## GIVEN PROBLEM
Rewrite the records from the line with "For this exercise we mark the cabinet drawer" to the line with "[(476, 70), (296, 30)]", both ends included and requests kept, shifting every point coordinate in the answers by -13. Leave the numbers in the requests and their format samples as they are.
── DATASET RECORDS ──
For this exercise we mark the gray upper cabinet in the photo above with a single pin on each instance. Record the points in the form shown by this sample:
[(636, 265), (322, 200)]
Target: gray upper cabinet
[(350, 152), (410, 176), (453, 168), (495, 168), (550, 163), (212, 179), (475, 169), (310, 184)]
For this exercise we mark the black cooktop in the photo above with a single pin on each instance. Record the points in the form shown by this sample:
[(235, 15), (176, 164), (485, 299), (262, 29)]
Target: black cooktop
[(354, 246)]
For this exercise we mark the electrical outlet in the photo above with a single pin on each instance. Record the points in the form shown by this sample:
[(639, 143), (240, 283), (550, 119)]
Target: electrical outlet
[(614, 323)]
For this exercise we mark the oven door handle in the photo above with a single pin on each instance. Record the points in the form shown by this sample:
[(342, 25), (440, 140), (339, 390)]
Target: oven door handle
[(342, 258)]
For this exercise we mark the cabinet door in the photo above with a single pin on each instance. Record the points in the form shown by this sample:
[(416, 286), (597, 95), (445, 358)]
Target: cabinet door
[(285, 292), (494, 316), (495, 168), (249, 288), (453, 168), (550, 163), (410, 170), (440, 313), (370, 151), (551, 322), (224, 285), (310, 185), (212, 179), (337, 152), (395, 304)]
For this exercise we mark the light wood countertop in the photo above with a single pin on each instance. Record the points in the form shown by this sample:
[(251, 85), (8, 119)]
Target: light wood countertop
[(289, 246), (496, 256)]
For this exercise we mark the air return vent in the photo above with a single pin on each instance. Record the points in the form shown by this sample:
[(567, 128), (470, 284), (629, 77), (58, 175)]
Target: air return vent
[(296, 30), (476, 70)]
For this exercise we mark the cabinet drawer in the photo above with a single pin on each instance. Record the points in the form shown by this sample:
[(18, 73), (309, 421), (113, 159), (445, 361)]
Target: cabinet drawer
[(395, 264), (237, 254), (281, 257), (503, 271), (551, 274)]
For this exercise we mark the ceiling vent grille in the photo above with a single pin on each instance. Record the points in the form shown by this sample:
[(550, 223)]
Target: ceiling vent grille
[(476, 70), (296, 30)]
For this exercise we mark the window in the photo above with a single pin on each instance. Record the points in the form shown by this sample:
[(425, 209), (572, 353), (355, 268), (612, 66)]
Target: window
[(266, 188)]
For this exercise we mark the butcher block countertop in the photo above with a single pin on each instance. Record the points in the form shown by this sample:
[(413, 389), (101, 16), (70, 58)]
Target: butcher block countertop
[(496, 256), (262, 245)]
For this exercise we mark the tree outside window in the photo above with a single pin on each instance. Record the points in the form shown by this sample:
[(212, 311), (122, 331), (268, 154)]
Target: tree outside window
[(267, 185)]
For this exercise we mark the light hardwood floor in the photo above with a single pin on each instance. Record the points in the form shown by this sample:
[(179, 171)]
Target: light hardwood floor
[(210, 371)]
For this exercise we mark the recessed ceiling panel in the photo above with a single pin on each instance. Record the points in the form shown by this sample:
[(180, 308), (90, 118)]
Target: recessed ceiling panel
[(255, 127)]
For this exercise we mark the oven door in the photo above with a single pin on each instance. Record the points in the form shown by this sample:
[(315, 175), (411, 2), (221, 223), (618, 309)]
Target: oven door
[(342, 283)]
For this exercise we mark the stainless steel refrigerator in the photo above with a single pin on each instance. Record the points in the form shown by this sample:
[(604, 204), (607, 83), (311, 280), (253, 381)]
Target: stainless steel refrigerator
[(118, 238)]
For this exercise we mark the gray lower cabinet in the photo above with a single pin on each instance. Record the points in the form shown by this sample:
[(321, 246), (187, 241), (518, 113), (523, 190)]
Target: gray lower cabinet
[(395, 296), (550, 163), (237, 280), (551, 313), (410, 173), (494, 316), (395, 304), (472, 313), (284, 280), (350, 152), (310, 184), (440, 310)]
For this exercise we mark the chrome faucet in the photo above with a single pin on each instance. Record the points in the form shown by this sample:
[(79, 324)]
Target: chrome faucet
───
## PROBLEM SOLUTION
For this exercise we mark the cabinet drawer in the photo above with a single pin on each instance. Record the points in the form shown by this sample:
[(18, 73), (309, 421), (113, 159), (445, 361)]
Target: cabinet drawer
[(382, 251), (224, 241), (268, 244), (490, 258), (538, 261)]
For this exercise we mark the ceiling vent grille in the photo above with a single pin on each instance. Record the points in the form shown by this sample:
[(550, 223)]
Target: ceiling vent grille
[(463, 57), (283, 17)]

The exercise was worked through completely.